I am close to having listened to the complete works, but not quite, so this list is not totally comprehensive, it leaves out a lot of songs, and doesn't rate the second two piano concertos, and a few of the piano and violin sonatas, which I don't know as well.

1. Complete Skazka
a. op. 8
b. op. 51(particularly 1 and 3)
c. op. 20
d. op. 42
e. op. 14(particularly 2, aka March of the Paladin)
f. op. 9(particularly 2)
g. op 34
h. op 26
i. op 48
j. all other miscellaneous skazka
2. Piano Sonata op. 22 in G minor
3. Piano Concerto op 33 in C minor
4. Op. 25, Sonata Skazka and Night Wind Sonata
5. Forgotten Melodies op. 39
6. Forgotten Melodies op. 38
7. Romantic Sketches for the Young op 54
8. 3 Dithyrambs op 10
9. 2 Elegies op 59
10. Sonata Ballade op. 27
11. Sonata in A minor op 30
12. Theme and Variations op. 55


----------



## Couchie (Dec 9, 2010)

Wagner. 
And you can probably deduce which 10 works.


----------



## ComposerOfAvantGarde (Dec 2, 2011)

● **Data listing**:
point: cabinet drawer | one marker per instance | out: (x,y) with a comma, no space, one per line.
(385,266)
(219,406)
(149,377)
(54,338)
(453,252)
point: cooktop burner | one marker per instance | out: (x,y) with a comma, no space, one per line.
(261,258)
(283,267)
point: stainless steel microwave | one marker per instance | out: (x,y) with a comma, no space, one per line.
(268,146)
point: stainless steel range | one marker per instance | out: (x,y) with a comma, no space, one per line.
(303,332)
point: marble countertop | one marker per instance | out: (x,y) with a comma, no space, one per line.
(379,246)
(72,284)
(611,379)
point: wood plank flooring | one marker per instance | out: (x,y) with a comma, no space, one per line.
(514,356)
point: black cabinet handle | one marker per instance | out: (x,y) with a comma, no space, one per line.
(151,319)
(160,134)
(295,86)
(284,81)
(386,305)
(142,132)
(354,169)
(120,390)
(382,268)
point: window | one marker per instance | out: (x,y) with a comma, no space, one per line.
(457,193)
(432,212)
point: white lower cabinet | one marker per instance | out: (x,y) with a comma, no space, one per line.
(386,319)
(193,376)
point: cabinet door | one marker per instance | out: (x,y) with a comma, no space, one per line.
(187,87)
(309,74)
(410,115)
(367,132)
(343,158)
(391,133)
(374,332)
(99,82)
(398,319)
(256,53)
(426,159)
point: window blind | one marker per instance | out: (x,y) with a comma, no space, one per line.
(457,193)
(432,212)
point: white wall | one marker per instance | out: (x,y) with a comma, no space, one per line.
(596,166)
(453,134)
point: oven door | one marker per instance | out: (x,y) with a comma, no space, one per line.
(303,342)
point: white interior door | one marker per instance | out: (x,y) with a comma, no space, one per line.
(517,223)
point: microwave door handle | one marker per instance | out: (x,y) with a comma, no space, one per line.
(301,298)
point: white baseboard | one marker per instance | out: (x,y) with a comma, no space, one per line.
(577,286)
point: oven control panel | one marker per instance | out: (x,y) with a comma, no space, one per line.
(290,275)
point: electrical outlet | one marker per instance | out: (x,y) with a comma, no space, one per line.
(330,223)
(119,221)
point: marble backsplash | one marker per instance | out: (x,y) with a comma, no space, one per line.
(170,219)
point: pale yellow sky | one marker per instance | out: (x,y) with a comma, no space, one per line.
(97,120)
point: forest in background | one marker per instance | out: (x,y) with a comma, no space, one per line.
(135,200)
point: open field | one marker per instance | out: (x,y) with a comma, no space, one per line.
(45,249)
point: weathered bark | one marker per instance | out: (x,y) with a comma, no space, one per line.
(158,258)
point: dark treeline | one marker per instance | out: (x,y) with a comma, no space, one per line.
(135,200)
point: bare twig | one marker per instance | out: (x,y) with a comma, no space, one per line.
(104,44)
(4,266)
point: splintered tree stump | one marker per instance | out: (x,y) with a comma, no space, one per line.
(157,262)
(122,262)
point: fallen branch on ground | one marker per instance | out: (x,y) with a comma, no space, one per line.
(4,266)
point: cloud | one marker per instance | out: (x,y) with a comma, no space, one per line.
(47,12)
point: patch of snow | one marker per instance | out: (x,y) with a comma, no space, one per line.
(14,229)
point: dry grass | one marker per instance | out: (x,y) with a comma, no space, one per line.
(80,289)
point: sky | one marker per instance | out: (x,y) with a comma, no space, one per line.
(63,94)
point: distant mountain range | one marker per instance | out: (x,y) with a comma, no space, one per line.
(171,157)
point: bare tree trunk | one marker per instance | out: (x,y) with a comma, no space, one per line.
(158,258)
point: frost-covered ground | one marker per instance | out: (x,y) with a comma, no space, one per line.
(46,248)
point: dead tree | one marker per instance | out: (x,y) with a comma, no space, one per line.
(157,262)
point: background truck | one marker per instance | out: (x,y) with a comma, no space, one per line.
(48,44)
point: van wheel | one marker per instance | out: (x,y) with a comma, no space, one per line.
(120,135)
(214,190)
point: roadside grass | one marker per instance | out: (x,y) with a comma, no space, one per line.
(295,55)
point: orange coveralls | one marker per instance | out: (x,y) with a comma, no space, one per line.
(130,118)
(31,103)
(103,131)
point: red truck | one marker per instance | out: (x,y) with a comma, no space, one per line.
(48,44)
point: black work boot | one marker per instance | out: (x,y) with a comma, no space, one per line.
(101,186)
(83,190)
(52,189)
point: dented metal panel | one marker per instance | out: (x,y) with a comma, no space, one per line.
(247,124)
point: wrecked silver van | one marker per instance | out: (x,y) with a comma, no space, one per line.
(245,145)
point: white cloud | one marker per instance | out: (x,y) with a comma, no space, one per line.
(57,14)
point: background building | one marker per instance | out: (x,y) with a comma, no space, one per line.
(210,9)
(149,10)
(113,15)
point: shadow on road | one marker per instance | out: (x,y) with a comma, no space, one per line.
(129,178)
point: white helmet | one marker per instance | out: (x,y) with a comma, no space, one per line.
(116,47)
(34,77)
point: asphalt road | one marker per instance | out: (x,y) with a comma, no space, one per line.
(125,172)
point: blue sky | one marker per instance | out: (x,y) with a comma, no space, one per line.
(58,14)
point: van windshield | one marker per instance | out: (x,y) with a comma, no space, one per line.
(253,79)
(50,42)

● **Required actions**:
[1] Can you transcribe the forum thread on favorite works from "I am close to" up to and including "know as well."?
[2] Could you pick up the forum thread on favorite works and carry it on from the point where it ends?

● **Answers to the exercises**:
[1]
I am close to having listened to the complete works, but not quite, so this list is not totally comprehensive, it leaves out a lot of songs, and doesn't rate the second two piano concertos, and a few of the piano and violin sonatas, which I don't know as well.

[2]
Since I can't list less than Ligeti's complete works, I will go for my _other_ all time favourite composer:

*Michael Nyman.*

Top ten works:

1. MGV
2. An eye for optical theory
3. Stroking
4. In Re Don Giovanni
5. Bird List Song
6. Sheep and Tides
7. Trysting Fields
8. And Do They Do
9. AET
10. The Piano Concerto


----------



## Klavierspieler (Jul 16, 2011)

Aughh!!! I forgot the Fantasie in C! Stick it in there somewhere.


----------



## pluhagr (Jan 2, 2012)

Philip Glass

Symphony 8
Einstein on the Beach
Symphony 2
Symphony 3
String Quartet 2
String Quartet 4
Violin Concerto 2
Concerto for Cello and Orchestra
Four Movements for Two Pianos


----------



## Stargazer (Nov 9, 2011)

Gustav Mahler!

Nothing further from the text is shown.